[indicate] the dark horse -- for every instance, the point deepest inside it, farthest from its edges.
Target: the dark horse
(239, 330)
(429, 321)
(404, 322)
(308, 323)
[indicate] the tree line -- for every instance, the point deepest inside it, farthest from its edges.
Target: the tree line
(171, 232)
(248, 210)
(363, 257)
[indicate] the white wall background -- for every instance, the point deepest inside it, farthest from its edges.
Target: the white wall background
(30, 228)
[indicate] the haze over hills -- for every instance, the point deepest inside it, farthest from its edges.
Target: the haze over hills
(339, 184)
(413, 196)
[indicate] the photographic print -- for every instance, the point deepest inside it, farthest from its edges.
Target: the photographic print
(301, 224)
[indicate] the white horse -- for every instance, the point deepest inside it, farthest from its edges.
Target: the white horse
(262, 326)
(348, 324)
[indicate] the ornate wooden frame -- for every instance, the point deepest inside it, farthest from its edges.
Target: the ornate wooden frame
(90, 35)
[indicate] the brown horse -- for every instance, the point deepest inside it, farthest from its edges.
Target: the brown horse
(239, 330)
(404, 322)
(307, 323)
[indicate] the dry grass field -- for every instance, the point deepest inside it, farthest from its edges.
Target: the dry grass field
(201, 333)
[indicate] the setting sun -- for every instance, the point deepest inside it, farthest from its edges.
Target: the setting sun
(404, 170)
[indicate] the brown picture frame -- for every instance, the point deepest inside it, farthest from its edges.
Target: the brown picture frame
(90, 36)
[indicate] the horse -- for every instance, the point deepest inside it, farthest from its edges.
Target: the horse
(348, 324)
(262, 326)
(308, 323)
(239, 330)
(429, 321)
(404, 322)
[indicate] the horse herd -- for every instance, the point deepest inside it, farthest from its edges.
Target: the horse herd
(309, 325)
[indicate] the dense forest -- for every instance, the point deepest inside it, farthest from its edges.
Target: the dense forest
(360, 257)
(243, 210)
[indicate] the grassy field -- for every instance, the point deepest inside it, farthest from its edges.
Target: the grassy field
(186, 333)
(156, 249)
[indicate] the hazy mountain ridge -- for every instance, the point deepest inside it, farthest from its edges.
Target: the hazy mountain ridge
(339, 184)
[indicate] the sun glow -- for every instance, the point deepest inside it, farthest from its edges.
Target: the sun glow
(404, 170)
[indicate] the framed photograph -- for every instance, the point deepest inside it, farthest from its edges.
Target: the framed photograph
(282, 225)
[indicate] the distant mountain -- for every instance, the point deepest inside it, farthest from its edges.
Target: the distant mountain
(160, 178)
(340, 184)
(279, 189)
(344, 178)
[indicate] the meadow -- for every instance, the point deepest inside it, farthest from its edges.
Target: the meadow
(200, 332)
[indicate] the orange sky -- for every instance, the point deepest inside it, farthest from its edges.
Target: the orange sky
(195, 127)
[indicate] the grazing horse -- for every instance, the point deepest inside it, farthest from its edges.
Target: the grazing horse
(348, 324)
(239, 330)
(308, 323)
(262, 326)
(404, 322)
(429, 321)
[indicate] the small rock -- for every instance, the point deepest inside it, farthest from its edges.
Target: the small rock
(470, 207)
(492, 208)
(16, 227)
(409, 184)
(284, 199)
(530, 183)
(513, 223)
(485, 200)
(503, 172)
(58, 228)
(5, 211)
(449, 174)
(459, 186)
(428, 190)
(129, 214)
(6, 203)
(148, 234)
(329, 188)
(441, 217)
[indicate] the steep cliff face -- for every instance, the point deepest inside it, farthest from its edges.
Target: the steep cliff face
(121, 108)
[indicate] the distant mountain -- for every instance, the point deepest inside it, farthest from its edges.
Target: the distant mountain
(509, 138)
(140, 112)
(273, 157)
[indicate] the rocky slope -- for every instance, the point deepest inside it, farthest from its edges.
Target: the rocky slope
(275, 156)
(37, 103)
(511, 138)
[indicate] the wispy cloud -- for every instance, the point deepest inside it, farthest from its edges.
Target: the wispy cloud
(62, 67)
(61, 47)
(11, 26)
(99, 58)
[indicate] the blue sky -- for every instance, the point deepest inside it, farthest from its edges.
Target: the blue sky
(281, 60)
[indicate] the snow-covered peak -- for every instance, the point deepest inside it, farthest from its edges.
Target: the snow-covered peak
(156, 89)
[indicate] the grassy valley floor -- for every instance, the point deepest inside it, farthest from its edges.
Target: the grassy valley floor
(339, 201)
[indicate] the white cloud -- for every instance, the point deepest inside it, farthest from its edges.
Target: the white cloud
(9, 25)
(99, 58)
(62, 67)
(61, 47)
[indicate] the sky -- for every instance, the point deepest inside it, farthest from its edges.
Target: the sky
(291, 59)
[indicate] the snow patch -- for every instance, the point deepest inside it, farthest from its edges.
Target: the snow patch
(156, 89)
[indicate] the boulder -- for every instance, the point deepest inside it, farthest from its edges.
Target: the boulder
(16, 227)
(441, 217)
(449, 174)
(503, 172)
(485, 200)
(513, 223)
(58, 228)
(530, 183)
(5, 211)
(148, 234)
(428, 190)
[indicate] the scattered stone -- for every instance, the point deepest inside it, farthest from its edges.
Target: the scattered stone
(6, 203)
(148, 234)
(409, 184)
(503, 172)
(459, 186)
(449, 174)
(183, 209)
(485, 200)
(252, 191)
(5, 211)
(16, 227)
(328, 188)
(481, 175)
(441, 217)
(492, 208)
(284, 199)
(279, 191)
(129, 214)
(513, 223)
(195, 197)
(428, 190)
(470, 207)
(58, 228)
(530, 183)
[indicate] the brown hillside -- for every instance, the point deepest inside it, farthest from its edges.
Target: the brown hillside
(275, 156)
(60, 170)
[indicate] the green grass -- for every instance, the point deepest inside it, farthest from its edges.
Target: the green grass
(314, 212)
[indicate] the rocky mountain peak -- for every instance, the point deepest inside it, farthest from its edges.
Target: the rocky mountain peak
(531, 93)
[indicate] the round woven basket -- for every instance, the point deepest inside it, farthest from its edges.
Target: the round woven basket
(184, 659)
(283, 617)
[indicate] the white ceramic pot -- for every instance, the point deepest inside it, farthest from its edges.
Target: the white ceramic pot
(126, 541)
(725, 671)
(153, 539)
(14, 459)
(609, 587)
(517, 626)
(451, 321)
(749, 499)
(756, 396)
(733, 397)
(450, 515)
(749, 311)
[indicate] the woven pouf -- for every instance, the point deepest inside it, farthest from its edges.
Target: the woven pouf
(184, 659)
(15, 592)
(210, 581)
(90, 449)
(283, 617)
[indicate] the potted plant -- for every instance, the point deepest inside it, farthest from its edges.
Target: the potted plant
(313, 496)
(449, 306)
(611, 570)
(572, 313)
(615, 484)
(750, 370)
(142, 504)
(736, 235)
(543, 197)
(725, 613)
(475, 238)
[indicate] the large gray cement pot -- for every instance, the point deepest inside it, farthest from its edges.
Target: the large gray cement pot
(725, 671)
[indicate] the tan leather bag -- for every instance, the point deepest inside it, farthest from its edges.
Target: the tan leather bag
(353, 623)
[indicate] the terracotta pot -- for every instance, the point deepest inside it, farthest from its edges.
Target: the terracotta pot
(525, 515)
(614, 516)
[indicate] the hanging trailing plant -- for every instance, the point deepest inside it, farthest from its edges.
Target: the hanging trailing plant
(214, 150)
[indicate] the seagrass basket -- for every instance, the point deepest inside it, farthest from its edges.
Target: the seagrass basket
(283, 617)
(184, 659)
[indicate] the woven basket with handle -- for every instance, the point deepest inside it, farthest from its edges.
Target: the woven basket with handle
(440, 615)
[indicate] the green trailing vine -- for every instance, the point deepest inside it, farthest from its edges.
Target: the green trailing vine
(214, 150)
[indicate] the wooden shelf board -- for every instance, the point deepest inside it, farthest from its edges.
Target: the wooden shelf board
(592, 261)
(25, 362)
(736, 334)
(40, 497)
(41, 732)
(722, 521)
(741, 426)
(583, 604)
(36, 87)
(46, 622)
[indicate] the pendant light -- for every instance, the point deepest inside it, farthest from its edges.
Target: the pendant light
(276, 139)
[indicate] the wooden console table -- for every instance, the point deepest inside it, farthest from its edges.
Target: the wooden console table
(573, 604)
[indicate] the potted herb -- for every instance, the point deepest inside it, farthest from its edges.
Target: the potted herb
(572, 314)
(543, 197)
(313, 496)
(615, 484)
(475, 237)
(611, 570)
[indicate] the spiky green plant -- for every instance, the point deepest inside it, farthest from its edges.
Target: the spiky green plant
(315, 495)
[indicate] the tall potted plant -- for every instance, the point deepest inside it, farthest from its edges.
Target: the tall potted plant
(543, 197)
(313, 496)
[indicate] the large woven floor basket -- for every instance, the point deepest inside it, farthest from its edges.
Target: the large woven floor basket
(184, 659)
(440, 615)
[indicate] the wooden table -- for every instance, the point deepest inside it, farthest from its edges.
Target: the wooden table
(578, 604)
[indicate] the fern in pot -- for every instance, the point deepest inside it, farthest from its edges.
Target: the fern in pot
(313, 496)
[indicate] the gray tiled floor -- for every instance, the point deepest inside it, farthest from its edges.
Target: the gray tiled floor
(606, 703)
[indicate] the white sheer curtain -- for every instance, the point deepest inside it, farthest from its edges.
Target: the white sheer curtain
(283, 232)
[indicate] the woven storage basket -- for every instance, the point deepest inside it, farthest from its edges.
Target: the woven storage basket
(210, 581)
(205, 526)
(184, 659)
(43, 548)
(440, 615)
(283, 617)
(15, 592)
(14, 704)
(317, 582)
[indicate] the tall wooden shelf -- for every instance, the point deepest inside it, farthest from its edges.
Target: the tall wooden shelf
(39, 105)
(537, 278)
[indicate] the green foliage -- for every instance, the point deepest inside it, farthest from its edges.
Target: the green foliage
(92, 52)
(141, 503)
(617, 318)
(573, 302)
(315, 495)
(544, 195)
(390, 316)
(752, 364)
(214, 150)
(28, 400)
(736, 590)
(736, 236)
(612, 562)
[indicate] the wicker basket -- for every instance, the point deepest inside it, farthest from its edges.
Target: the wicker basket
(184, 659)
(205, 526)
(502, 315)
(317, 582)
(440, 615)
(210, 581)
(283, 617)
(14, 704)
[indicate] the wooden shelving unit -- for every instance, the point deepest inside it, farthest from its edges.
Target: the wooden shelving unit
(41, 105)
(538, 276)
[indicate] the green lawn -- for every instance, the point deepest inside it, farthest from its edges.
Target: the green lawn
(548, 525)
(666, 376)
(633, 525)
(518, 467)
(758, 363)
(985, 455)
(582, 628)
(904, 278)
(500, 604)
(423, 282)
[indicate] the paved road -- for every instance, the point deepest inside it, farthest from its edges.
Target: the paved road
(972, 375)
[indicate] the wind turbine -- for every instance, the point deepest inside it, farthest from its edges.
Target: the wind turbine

▬▬▬▬▬▬▬▬▬▬

### Description of the task
Write out exactly the final stretch of the records: the line containing "[indicate] the wooden shelving" and every line after it, through the last, and nothing else.

### Response below
[indicate] the wooden shelving unit -- for every instance, the point deepest inside it, farthest from its edges.
Target: the wooden shelving unit
(41, 105)
(538, 276)
[indicate] the green lawn -- for every instance, the point deepest inside it, farthest from its edges.
Target: the green lawn
(548, 525)
(666, 376)
(633, 525)
(518, 467)
(758, 363)
(985, 455)
(582, 628)
(904, 278)
(500, 604)
(423, 282)
[indicate] the paved road -- for every instance, the point deepest inside it, farthest from its edges.
Target: the paved road
(972, 375)
[indicate] the wind turbine -- for every instance, the point deepest inside it, farthest from its edges.
Target: the wind turbine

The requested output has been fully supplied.